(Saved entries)

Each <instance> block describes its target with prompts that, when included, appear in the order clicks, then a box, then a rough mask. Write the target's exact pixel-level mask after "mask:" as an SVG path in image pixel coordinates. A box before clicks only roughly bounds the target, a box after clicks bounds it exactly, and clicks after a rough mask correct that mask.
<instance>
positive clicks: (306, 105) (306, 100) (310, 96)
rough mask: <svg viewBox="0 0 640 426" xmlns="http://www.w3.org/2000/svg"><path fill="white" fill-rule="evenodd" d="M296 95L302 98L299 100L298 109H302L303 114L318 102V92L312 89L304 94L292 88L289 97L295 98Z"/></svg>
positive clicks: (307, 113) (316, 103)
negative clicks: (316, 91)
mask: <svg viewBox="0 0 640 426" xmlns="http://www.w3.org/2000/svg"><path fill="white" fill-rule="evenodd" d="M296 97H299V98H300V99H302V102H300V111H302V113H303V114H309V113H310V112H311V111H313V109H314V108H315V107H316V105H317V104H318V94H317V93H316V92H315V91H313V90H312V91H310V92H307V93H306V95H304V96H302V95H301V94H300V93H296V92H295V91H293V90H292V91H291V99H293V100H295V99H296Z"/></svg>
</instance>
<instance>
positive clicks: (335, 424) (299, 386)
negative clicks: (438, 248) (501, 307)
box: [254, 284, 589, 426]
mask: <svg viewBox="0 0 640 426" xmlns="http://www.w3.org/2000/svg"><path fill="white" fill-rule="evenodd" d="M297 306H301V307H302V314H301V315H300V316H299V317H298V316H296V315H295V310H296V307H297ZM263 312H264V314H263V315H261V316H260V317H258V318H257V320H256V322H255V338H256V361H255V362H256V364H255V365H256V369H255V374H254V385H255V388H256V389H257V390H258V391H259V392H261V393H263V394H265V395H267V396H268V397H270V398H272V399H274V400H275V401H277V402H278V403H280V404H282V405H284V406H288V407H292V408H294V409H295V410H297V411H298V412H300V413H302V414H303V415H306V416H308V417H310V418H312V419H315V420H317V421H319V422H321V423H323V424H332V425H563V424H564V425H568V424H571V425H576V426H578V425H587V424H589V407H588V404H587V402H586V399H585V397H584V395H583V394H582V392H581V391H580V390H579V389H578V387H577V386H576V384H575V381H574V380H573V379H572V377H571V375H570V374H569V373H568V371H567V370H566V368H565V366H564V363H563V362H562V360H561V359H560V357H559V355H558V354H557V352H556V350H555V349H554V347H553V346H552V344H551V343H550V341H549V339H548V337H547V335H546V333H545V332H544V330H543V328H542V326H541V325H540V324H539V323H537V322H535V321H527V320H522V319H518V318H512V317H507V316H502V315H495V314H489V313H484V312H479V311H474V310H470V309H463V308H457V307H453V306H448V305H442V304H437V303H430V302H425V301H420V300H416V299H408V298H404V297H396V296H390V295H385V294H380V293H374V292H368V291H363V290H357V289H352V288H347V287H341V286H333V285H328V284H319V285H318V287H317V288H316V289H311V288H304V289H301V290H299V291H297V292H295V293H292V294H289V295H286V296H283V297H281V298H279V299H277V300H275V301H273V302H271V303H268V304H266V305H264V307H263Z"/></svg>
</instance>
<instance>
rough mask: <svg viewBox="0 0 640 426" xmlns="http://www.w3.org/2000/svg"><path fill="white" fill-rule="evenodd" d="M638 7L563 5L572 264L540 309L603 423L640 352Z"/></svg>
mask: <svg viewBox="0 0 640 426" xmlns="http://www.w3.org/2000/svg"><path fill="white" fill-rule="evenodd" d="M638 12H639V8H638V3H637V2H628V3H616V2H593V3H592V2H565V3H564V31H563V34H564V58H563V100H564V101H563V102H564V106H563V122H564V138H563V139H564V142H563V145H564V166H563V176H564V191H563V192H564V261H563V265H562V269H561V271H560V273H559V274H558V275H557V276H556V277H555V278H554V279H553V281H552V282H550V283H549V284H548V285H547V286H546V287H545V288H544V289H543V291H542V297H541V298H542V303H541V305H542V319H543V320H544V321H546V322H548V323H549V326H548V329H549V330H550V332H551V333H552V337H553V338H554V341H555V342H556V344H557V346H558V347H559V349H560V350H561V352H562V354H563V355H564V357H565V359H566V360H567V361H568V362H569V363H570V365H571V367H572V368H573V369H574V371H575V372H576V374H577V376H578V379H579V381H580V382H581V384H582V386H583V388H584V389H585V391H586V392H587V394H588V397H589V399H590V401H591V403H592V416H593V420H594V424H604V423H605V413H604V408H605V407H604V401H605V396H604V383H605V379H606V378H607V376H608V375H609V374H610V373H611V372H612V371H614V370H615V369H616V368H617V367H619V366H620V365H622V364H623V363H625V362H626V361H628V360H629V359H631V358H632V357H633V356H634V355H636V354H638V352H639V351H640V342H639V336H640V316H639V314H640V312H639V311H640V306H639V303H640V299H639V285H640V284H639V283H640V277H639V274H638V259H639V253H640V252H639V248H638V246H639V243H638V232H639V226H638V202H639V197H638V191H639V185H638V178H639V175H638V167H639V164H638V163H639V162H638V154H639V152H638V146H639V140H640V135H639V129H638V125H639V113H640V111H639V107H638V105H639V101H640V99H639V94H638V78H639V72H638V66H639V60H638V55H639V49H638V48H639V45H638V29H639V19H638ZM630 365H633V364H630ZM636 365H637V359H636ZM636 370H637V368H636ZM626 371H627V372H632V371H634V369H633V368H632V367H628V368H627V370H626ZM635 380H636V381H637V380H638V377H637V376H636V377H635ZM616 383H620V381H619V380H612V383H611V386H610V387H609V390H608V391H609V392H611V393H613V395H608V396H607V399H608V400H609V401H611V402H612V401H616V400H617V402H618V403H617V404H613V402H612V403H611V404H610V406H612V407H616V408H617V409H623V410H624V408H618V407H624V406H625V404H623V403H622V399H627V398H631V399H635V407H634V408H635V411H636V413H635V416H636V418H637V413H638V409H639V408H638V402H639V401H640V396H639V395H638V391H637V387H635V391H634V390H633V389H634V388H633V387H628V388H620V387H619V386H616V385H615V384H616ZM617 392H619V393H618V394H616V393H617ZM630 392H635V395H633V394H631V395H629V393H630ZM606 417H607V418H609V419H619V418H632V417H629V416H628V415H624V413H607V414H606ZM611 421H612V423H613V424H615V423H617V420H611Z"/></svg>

■ **To do**
Write out the data a second time, exactly the same.

■ **Response to the task**
Each <instance> block describes its target with prompts that, when included, appear in the order clicks, then a box, then a rough mask. Write the target's exact pixel-level mask after "mask:" as an SVG path in image pixel coordinates. A box before clicks only roughly bounds the target, a box after clicks bounds it exactly, and clicks after a rough mask correct that mask.
<instance>
positive clicks: (306, 105) (306, 100) (310, 96)
rough mask: <svg viewBox="0 0 640 426" xmlns="http://www.w3.org/2000/svg"><path fill="white" fill-rule="evenodd" d="M296 95L302 98L299 100L298 109H302L303 114L318 102V92L312 89L304 94L292 88L289 97L295 98Z"/></svg>
positive clicks: (307, 113) (316, 103)
negative clicks: (316, 91)
mask: <svg viewBox="0 0 640 426" xmlns="http://www.w3.org/2000/svg"><path fill="white" fill-rule="evenodd" d="M296 97H299V98H300V99H302V102H300V111H302V113H303V114H309V113H310V112H311V111H313V109H314V108H315V107H316V105H317V104H318V94H317V93H316V92H315V91H313V90H312V91H310V92H307V93H306V95H304V96H302V95H301V94H300V93H296V92H295V91H293V90H292V91H291V99H293V100H295V99H296Z"/></svg>
</instance>
<instance>
positive clicks: (335, 424) (299, 386)
negative clicks: (438, 248) (501, 307)
box: [254, 284, 589, 426]
mask: <svg viewBox="0 0 640 426" xmlns="http://www.w3.org/2000/svg"><path fill="white" fill-rule="evenodd" d="M297 306H301V307H302V314H301V315H300V316H299V317H298V316H296V315H295V310H296V307H297ZM263 312H264V314H263V315H261V316H260V317H258V318H257V320H256V322H255V338H256V361H255V362H256V364H255V365H256V369H255V374H254V385H255V388H256V389H257V390H258V391H259V392H261V393H263V394H265V395H267V396H268V397H270V398H272V399H274V400H275V401H277V402H278V403H280V404H282V405H284V406H288V407H292V408H294V409H295V410H297V411H298V412H300V413H302V414H303V415H306V416H308V417H310V418H312V419H315V420H317V421H319V422H321V423H323V424H332V425H563V424H564V425H568V424H571V425H576V426H578V425H587V424H589V407H588V404H587V402H586V399H585V397H584V395H583V394H582V392H581V391H580V390H579V389H578V387H577V386H576V384H575V381H574V380H573V379H572V377H571V375H570V374H569V373H568V371H567V370H566V368H565V366H564V363H563V362H562V360H561V359H560V357H559V355H558V354H557V352H556V350H555V349H554V347H553V346H552V344H551V343H550V341H549V339H548V337H547V335H546V333H545V332H544V330H543V328H542V326H541V325H540V324H539V323H537V322H535V321H527V320H522V319H518V318H512V317H507V316H502V315H495V314H489V313H484V312H479V311H474V310H470V309H463V308H457V307H453V306H448V305H442V304H437V303H430V302H425V301H420V300H416V299H408V298H404V297H396V296H390V295H385V294H380V293H374V292H368V291H363V290H357V289H352V288H347V287H341V286H333V285H328V284H319V285H318V287H317V288H316V289H311V288H304V289H301V290H299V291H297V292H295V293H292V294H289V295H286V296H283V297H281V298H279V299H277V300H275V301H273V302H271V303H268V304H266V305H264V307H263Z"/></svg>
</instance>
<instance>
rough mask: <svg viewBox="0 0 640 426" xmlns="http://www.w3.org/2000/svg"><path fill="white" fill-rule="evenodd" d="M638 7L563 5L572 264L540 309L603 423L640 352Z"/></svg>
mask: <svg viewBox="0 0 640 426" xmlns="http://www.w3.org/2000/svg"><path fill="white" fill-rule="evenodd" d="M638 12H639V8H638V3H637V2H628V3H616V2H593V3H592V2H565V3H564V31H563V34H564V58H563V100H564V101H563V102H564V106H563V122H564V138H563V139H564V142H563V145H564V166H563V176H564V191H563V192H564V261H563V265H562V269H561V271H560V273H559V274H558V275H557V276H556V277H555V278H554V279H553V281H552V282H550V283H549V284H548V285H547V286H546V287H545V288H544V289H543V291H542V297H541V298H542V303H541V305H542V319H543V320H544V321H546V322H548V323H549V326H548V329H549V330H550V332H551V333H552V337H553V338H554V341H555V342H556V344H557V346H558V347H559V349H560V350H561V352H562V354H563V355H564V357H565V359H566V360H567V361H568V362H569V363H570V365H571V367H572V368H573V369H574V371H575V372H576V374H577V376H578V379H579V381H580V382H581V384H582V386H583V388H584V389H585V391H586V392H587V394H588V397H589V399H590V401H591V403H592V416H593V420H594V424H604V423H605V413H604V408H605V407H604V401H605V396H604V383H605V379H606V378H607V376H608V375H609V374H610V373H611V372H612V371H614V370H615V369H616V368H617V367H619V366H620V365H622V364H623V363H625V362H626V361H628V360H629V359H631V358H632V357H633V356H634V355H636V354H638V352H639V351H640V342H639V336H640V316H639V314H640V312H639V311H640V306H639V303H640V299H639V285H640V284H639V283H640V277H639V274H638V259H639V253H640V252H639V248H638V246H639V243H638V232H639V226H638V202H639V197H638V191H639V185H638V178H639V175H638V167H639V164H638V163H639V162H638V154H639V152H638V146H639V140H640V135H639V129H638V125H639V113H640V111H639V107H638V105H639V101H640V99H639V94H638V78H639V72H638V66H639V60H638V55H639V49H638V48H639V45H638V29H639V19H638ZM630 365H633V364H630ZM636 365H637V359H636ZM636 370H637V368H636ZM626 371H627V372H632V371H634V369H633V368H632V367H628V368H627V370H626ZM635 380H636V381H637V380H638V377H637V376H636V377H635ZM616 383H620V381H619V380H612V383H611V386H610V387H609V390H608V391H609V392H611V393H613V395H608V396H607V399H608V400H609V401H611V402H612V401H616V400H617V402H618V403H617V404H613V402H612V403H611V404H610V406H612V407H616V408H617V409H623V410H624V408H618V407H624V406H625V404H623V403H622V399H627V398H631V399H635V407H634V408H635V411H636V413H635V416H636V418H637V413H638V409H639V408H638V402H639V401H640V396H639V395H638V391H637V387H635V391H634V390H633V389H634V388H633V387H628V388H620V387H619V386H616V385H615V384H616ZM617 392H619V393H618V394H616V393H617ZM630 392H635V395H633V394H631V395H629V393H630ZM606 417H607V418H609V419H619V418H632V417H629V416H628V415H624V413H607V414H606ZM611 421H612V423H613V424H615V423H617V420H611Z"/></svg>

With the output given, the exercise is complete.